**Activity list:**
(a) In the passage on urban parks, condense the paragraph that begins "As one salve in our medicine cabinet" into a short bulleted list that keeps its main facts.
(b) Resume the passage on urban parks and wildlife corridors, picking up right after its final sentence.

**Document passage:**
***

As one salve in our medicine cabinet of good ideas, these vest-pocket urban parks and wildlife corridors have deep roots around the world, from nest boxes for storks in Romania, Switzerland, Poland, Germany, Spain, and other havens along their well-flapped migration routes to species-rich Central Park in the heart of New York City, London’s eight city parks (in several of which deer roam), the temperate rainforest of Vancouver’s Stanley Park, Moscow’s Losiny Ostrov (“Moose Island”) National Park, Sanjay Gandhi National Park in Mumbai, sod roofs and greenways from Germany to the Faroe Islands, St. Luke’s Hospital rooftop garden in Tokyo, mandatory rooftop gardens in Copenhagen (and proposed in Toronto). A surprising jumble of native species thrives in and around heavily planted Rio de Janeiro, Istanbul, Cape Town, Stockholm, and Chicago, which have become biodiversity hotspots. Then there’s Singapore’s big, blooming, downtown Gardens by the Bay, enriching city life with more than 240,000 rare plants, flowers, and trees in domes that rise sixteen stories over the city. Including a cloud forest and aerial walkways, the gardens collect rainwater, generate solar electricity, and bathe the air. Opening on June 29, 2012, they drew 70,000 nature-hungry visitors during the first two days.

***

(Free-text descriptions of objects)
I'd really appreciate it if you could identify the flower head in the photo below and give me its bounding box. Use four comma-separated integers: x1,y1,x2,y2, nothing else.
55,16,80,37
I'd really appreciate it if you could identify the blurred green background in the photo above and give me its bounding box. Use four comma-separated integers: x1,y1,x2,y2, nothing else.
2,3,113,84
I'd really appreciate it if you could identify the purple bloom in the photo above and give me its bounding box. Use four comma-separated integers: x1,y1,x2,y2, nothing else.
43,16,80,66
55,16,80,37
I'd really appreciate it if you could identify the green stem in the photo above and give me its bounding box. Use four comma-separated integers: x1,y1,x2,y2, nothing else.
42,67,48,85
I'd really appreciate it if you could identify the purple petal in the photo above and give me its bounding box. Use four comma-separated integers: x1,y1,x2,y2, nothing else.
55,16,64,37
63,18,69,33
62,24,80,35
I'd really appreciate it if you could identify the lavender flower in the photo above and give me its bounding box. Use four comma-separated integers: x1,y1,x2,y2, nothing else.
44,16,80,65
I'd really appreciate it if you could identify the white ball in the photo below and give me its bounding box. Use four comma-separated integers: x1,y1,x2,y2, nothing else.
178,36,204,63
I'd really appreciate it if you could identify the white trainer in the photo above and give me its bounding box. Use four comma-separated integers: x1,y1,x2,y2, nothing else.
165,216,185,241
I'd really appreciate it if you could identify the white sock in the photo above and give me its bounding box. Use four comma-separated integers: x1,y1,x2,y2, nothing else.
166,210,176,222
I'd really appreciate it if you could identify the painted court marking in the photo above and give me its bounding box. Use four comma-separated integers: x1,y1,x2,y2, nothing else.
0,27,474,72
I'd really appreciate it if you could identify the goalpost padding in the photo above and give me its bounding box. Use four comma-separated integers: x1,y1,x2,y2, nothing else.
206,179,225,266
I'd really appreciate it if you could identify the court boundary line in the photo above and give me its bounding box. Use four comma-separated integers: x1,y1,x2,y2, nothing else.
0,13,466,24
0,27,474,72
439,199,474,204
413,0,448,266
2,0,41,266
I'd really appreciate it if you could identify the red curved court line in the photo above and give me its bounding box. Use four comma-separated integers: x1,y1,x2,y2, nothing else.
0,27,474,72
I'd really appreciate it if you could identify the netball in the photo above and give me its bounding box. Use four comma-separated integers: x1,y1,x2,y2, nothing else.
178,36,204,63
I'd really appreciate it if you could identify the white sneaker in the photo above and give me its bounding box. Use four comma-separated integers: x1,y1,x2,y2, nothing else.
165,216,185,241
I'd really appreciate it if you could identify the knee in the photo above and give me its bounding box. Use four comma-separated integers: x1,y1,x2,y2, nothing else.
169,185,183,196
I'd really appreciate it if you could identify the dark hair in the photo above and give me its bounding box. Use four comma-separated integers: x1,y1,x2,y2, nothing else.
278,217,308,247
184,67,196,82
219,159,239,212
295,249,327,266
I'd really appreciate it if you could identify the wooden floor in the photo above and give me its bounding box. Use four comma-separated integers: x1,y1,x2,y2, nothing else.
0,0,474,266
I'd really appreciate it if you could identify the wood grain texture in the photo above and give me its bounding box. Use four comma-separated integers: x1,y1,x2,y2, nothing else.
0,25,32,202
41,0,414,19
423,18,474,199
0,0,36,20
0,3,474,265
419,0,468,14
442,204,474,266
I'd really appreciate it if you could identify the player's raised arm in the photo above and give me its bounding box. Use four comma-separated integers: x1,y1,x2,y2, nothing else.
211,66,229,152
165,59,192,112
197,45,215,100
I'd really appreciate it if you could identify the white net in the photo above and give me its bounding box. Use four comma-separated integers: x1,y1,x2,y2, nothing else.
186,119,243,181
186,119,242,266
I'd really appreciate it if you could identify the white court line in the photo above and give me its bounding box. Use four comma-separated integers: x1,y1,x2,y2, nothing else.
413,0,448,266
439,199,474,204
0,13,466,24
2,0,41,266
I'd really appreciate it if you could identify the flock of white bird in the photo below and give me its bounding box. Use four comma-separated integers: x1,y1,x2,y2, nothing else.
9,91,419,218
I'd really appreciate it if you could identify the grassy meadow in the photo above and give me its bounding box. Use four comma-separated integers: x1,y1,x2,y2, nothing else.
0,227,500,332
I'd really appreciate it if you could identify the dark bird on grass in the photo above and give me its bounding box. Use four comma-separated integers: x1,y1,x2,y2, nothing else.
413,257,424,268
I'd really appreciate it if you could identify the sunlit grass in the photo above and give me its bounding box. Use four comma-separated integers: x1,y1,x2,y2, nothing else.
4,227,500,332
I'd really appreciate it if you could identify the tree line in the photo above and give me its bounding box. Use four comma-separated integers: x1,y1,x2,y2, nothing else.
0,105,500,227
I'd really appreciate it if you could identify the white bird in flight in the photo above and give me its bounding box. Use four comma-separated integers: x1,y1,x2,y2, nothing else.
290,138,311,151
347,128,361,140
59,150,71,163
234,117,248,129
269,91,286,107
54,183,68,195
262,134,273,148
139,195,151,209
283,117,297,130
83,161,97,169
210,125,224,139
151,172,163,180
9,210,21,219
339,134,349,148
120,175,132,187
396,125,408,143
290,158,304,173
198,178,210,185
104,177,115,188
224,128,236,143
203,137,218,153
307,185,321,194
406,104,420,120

***

**Task responses:**
(a)
- Small urban parks and wildlife corridors have deep roots worldwide. Examples include stork nest boxes along migration routes in Romania, Switzerland, Poland, Germany and Spain; Central Park in New York City; London's eight city parks, some with deer; Vancouver's Stanley Park; Moscow's Losiny Ostrov National Park; Sanjay Gandhi National Park in Mumbai; sod roofs and greenways from Germany to the Faroe Islands; the St. Luke's Hospital rooftop garden in Tokyo; and mandatory rooftop gardens in Copenhagen, also proposed in Toronto.
- Heavily planted Rio de Janeiro, Istanbul, Cape Town, Stockholm and Chicago have become biodiversity hotspots where many native species thrive.
- Singapore's downtown Gardens by the Bay holds more than 240,000 rare plants, flowers and trees in sixteen-story domes. It includes a cloud forest and aerial walkways, collects rainwater, generates solar electricity and cleans the air.
- The gardens opened on June 29, 2012, and drew 70,000 visitors in their first two days.

(b)
Although these new city oases won’t work for all species, or for all communities, the trend for rewilding our cities is growing. It’s positive, it enlightens, it’s widespread, and it helps. We need to retrofit and reimagine cities as planet-friendly citadels. They’re our hives and reefs. Sea mussels aren’t the only animals living in individual shells that are glued together.

A Green Man in a Green Shade

As a child, Patrick Blanc loved going to the doctor’s office. A six-foot-long aquarium in the waiting room tickled his eyes with colorful tropical fish and plush green plants that swayed in the current and beckoned like hands. To an urban boy growing up in the Parisian suburbs, it offered a glimpse of paradise. When he put his ear to the small box attached to the aquarium, he heard the bubbling of water through tubes and the filter’s hum. The hydraulics and engineering intrigued him as much as the fish, and before long he designed his own small aquarium at home. For a spell, he also adopted coral-beaked waxbills, setting them free on Thursday and Sunday mornings to fly around the apartment.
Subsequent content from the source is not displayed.